> **SELECTED TEXT**
A roar and a clatter was heard as we approached Danbury. The flock of automobiles rested on the slopes of a little valley that was still green. There the exhibit was laid out. Policemen stretched out their arms forbiddingly, chasing us from one place to another. We finally found a place for the automobile and went to the stadium.

At the round tribune the roar was heart-rending, and over the high walls of the stadium flew small stones and hot sand, thrown up by machines around the sharp turn. It would have been easy to lose an eye or a tooth. We hastened our footsteps, shielded ourselves with our arms, just as the Pompeians must have done when their native city was perishing in a volcanic eruption.

We had to wait in a small queue to buy tickets. Around us was the clatter of a drab, provincial fair. The vendors, who have been described more than once by O. Henry, loudly praised their wares: strange aluminium whistles, carved swagger sticks, sticks crowned with dolls, all the trash found at a fair. A cow with beautiful eyes and long eyelashes was being led away. The beauty swung her udder enticingly. The owner of the mechanical organ danced to the tune of the deafening music of his contraption. A swing in the shape of a boat attached to a green metallic rigging made a complete circle. When those who were swinging were high in the sky, their heads down, the pure-hearted and hysterical feminine scream that broke forth carried us at once from the state of Connecticut to the state of Moscow, to the Park of Culture and Rest. The vendors of salted nuts and cheese-cracker sandwiches yelled at the top of their voices.

An automobile race is an empty spectacle, dreary and morbid. Red, white, and yellow racing machines with straddling wheels and numbers painted on the sides, shooting out like rocket volleys, flew past us. One round was succeeded by the next. Five, six, sometimes ten, machines competed at the same time. The audience roared. It was frightfully boring. The only thing that could possibly amuse the public would be an automobile accident. As a matter of fact, that is what people came here for. At last it occurred. Suddenly, alarm signals were heard. Everyone jumped from his seat. One of the automobiles flew off the track while going full-speed. We were still pushing our way through the crowd which surrounded the stadium when we heard the frightful baying of the ambulance. Through its window-panes we managed to see the injured driver. He no longer wore his leather helmet. He sat there, holding on to his blue skull with both hands. He had an angry look. He had lost the prize for which he had risked his life.

In the intervals between heats, on a wooden platform inside the circle, circus comedians were playing a scene which portrayed four clumsy fellows building a house. Naturally, bricks fell on the four fools. They smeared each other with the cement mixture. They beat each other with hammers by mistake, and in sheer self-forgetfulness sawed off their own legs. All this concoction of tricks, which had its origin in the distant antiquity of Greece and Rome and is still brilliantly carried on by such great master clowns as Fratellini, was excellently done by the clowns of the Danbury fair. It is always pleasant to watch good circus work, and its ways, polished through ages, are never boresome.

The fair came to an end. The visitors in the wooden pavilions were few in number. On long tables in the pavilions lay large lacquered vegetables that seemed inedible. The orchestras performed farewell marches, and all the visitors en masse, raising clouds of dust over the clean dark yellow sand, made their way to their automobiles. Here were demonstrated (and sold, of course) trailers for automobiles.

Pairs of Americans, in most cases composed of man and wife, would go inside and exclaim for a long time, impressed by the trailers. They examined the enticing inside of the trailer, the comfortable beds, the lace curtains on the windows, the couch, the convenient and simple metal stove. What could be better? You attach a trailer like that to an automobile, drive out of the thundering city, and drive and drive to wherever your eyes may lead you. That is, you know where you are driving. The eyes "look into the forest," and they see the Great Lakes, the beaches of the Pacific Ocean, the canyons, and the broad rivers.

> **MATERIAL SHOWN**
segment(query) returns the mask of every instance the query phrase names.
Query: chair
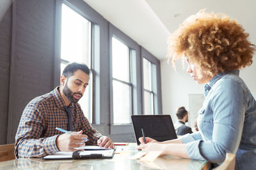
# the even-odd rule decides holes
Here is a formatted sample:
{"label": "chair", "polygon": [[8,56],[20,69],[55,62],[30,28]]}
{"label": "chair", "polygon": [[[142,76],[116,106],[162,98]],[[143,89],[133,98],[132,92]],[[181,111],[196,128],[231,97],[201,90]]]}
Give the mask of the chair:
{"label": "chair", "polygon": [[235,169],[236,155],[233,153],[226,153],[226,159],[222,164],[214,168],[214,170],[234,170]]}
{"label": "chair", "polygon": [[0,162],[15,159],[14,143],[0,145]]}

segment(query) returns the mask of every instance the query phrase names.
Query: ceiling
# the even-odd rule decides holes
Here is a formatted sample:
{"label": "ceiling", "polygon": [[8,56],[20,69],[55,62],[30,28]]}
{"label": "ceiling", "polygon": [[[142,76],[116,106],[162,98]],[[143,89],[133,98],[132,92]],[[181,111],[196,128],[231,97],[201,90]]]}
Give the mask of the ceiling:
{"label": "ceiling", "polygon": [[255,0],[84,0],[159,59],[164,59],[168,37],[200,9],[237,18],[256,42]]}

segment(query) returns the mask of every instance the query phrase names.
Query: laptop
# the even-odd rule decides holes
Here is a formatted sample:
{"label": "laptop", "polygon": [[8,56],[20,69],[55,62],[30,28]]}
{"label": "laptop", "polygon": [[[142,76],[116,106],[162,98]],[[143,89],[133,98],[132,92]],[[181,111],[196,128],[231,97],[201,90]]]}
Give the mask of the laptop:
{"label": "laptop", "polygon": [[142,137],[142,131],[145,137],[150,137],[158,141],[177,139],[173,124],[170,115],[132,115],[133,129],[137,144]]}

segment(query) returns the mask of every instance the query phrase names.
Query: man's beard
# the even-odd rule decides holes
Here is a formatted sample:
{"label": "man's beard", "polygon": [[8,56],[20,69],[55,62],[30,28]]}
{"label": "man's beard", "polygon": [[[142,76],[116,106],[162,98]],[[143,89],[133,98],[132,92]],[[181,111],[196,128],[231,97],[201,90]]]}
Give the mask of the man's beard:
{"label": "man's beard", "polygon": [[[81,93],[73,93],[71,90],[67,86],[68,81],[67,81],[66,84],[63,88],[63,94],[66,96],[67,98],[70,101],[71,103],[77,103],[79,99],[83,97],[83,94]],[[77,99],[73,97],[74,94],[79,94],[81,96],[80,99]]]}

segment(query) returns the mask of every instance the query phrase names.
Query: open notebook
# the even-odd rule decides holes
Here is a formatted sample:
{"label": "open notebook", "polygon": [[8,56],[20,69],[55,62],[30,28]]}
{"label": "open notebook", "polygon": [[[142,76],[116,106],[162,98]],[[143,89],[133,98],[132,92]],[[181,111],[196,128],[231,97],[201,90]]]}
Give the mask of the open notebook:
{"label": "open notebook", "polygon": [[[76,148],[77,149],[77,148]],[[47,155],[43,159],[105,159],[112,158],[114,156],[115,150],[106,149],[100,147],[83,147],[77,149],[84,149],[84,151],[77,150],[74,152],[58,152],[53,155]]]}

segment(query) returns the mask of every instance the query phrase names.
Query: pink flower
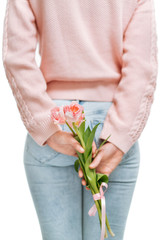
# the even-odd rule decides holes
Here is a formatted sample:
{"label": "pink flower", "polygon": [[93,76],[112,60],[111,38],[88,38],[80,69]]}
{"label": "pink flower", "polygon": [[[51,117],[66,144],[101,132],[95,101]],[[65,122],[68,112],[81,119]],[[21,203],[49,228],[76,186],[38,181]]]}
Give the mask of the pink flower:
{"label": "pink flower", "polygon": [[75,122],[75,125],[79,127],[85,118],[83,106],[76,101],[72,101],[70,105],[64,106],[63,111],[70,127],[73,127],[72,122]]}
{"label": "pink flower", "polygon": [[63,106],[60,107],[56,106],[51,110],[51,119],[54,121],[55,124],[65,123]]}

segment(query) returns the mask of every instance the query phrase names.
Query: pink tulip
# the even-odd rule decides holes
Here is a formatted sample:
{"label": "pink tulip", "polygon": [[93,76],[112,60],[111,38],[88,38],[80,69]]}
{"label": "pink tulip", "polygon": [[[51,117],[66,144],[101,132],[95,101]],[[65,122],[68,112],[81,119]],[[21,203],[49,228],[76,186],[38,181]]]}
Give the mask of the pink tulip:
{"label": "pink tulip", "polygon": [[55,124],[65,123],[63,106],[60,107],[56,106],[51,110],[51,119],[54,121]]}

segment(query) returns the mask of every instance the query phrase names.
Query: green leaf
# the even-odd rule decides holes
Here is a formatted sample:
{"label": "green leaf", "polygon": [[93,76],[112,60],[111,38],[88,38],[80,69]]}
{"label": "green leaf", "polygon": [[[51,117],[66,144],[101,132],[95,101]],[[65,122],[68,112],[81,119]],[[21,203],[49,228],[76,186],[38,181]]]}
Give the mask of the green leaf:
{"label": "green leaf", "polygon": [[80,134],[82,135],[82,137],[83,137],[84,131],[85,131],[85,121],[86,121],[86,120],[84,120],[84,121],[81,123],[81,125],[79,126],[79,128],[78,128],[78,130],[79,130]]}
{"label": "green leaf", "polygon": [[92,143],[93,143],[93,139],[94,139],[94,136],[95,136],[95,132],[96,132],[96,129],[98,127],[100,123],[97,123],[94,128],[92,129],[89,137],[88,137],[88,140],[87,140],[87,143],[86,143],[86,149],[85,149],[85,152],[84,152],[84,157],[87,158],[88,155],[91,153],[92,151]]}
{"label": "green leaf", "polygon": [[101,185],[102,182],[108,183],[108,176],[102,173],[96,173],[97,182]]}
{"label": "green leaf", "polygon": [[84,135],[83,135],[83,139],[84,139],[85,145],[86,145],[86,143],[87,143],[87,140],[88,140],[88,138],[89,138],[90,133],[91,133],[91,129],[90,129],[90,127],[88,126],[87,129],[86,129],[86,131],[84,132]]}
{"label": "green leaf", "polygon": [[75,162],[74,162],[74,168],[76,170],[76,172],[78,172],[78,168],[79,168],[79,159],[77,159]]}

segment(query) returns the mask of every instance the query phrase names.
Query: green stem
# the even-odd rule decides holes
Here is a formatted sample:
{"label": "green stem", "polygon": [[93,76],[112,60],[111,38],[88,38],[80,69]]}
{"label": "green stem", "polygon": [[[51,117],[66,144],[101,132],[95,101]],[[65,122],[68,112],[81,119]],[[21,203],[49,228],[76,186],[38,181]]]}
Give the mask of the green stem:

> **PROBLEMS TO SOLVE**
**A.** In the Danbury fair account, which great master clowns are named as still carrying on the circus tricks?
**B.** Return the passage from the Danbury fair account starting with "Pairs of Americans, in" and going on through "the broad rivers.".

> **ANSWERS TO THE PROBLEMS**
**A.** Fratellini.

**B.**
Pairs of Americans, in most cases composed of man and wife, would go inside and exclaim for a long time, impressed by the trailers. They examined the enticing inside of the trailer, the comfortable beds, the lace curtains on the windows, the couch, the convenient and simple metal stove. What could be better? You attach a trailer like that to an automobile, drive out of the thundering city, and drive and drive to wherever your eyes may lead you. That is, you know where you are driving. The eyes "look into the forest," and they see the Great Lakes, the beaches of the Pacific Ocean, the canyons, and the broad rivers.